╭─ DATA FOR THIS TASK

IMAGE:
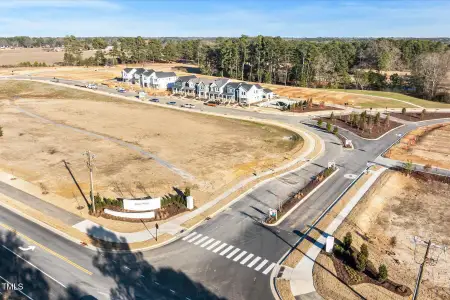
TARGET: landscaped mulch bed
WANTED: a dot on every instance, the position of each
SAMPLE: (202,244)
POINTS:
(415,117)
(297,197)
(352,277)
(314,108)
(376,131)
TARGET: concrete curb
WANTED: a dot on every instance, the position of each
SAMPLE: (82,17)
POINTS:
(304,199)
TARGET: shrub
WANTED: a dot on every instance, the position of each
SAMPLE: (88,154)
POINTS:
(361,262)
(348,240)
(382,273)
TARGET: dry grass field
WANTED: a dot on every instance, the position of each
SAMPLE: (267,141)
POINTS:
(215,151)
(433,148)
(395,210)
(18,55)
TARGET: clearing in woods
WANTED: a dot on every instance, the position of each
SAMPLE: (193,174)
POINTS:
(396,209)
(217,152)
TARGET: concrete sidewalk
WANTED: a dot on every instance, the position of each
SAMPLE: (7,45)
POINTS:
(301,279)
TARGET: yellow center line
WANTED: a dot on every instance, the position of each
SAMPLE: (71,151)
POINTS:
(46,249)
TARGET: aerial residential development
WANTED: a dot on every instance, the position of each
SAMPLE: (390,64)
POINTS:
(237,150)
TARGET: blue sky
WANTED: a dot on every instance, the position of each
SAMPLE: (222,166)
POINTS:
(287,18)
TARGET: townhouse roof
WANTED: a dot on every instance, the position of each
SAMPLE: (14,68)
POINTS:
(186,78)
(139,71)
(165,74)
(148,72)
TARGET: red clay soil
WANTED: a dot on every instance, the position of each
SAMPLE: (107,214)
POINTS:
(314,108)
(376,131)
(414,117)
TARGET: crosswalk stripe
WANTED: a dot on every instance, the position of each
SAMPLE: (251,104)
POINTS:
(240,255)
(233,252)
(195,237)
(207,242)
(226,250)
(259,267)
(220,247)
(267,270)
(246,259)
(253,262)
(201,240)
(189,236)
(213,245)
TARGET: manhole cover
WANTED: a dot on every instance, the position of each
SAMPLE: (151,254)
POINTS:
(350,176)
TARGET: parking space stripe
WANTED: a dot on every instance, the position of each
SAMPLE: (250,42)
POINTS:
(195,237)
(213,245)
(189,236)
(267,270)
(259,267)
(226,250)
(246,259)
(233,253)
(220,247)
(201,240)
(253,262)
(240,255)
(207,242)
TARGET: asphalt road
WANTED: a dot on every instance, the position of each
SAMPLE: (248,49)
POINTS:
(187,268)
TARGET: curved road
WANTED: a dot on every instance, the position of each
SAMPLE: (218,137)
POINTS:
(229,256)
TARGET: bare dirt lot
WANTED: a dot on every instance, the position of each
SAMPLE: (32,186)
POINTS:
(430,147)
(18,55)
(396,208)
(216,151)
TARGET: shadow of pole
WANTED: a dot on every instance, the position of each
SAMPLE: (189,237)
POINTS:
(66,164)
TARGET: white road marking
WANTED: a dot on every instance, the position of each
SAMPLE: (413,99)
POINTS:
(19,290)
(233,252)
(220,247)
(201,240)
(226,250)
(239,256)
(195,237)
(207,242)
(35,267)
(246,259)
(253,262)
(213,245)
(267,270)
(189,236)
(261,265)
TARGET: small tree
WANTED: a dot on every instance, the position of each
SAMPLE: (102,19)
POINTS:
(382,273)
(361,262)
(348,240)
(335,130)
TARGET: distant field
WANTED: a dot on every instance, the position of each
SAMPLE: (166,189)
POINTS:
(397,96)
(18,55)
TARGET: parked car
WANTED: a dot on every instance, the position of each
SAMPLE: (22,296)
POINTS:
(188,105)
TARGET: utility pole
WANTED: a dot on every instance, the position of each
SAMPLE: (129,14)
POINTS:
(422,267)
(90,165)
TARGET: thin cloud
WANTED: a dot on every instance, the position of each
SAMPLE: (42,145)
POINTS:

╰─

GIVEN EXERCISE.
Can you output, unchanged, the lines above from the one containing "TARGET: white road marking" through the final line, including both of those lines?

SOLUTION TO THE PROBLEM.
TARGET: white road marking
WANTED: a dot on every instance, the position of each
SAMPLE: (413,99)
POINTS:
(19,290)
(233,252)
(220,247)
(201,240)
(226,250)
(239,256)
(195,237)
(207,242)
(35,267)
(246,259)
(253,262)
(213,245)
(267,270)
(189,236)
(261,265)
TARGET: small tree
WANTED: a dot on every instance, the position of each
SAMPLE: (102,19)
POINTS:
(382,273)
(361,262)
(348,240)
(335,130)
TARGET: distant field
WANTED: a dot on every instance, the position of each
SAMPLE: (166,189)
POINTS:
(397,96)
(18,55)
TARGET: parked car
WANTED: a dot on every instance, the position of each
SAMPLE: (22,296)
POINTS:
(188,105)
TARGET: utility pole
WANTED: a dot on every instance, the position of each
SAMPLE: (129,14)
POINTS:
(422,267)
(90,165)
TARGET: thin cloud
WANTED: a dot on every instance, the position of each
SAMPLE: (42,145)
POINTS:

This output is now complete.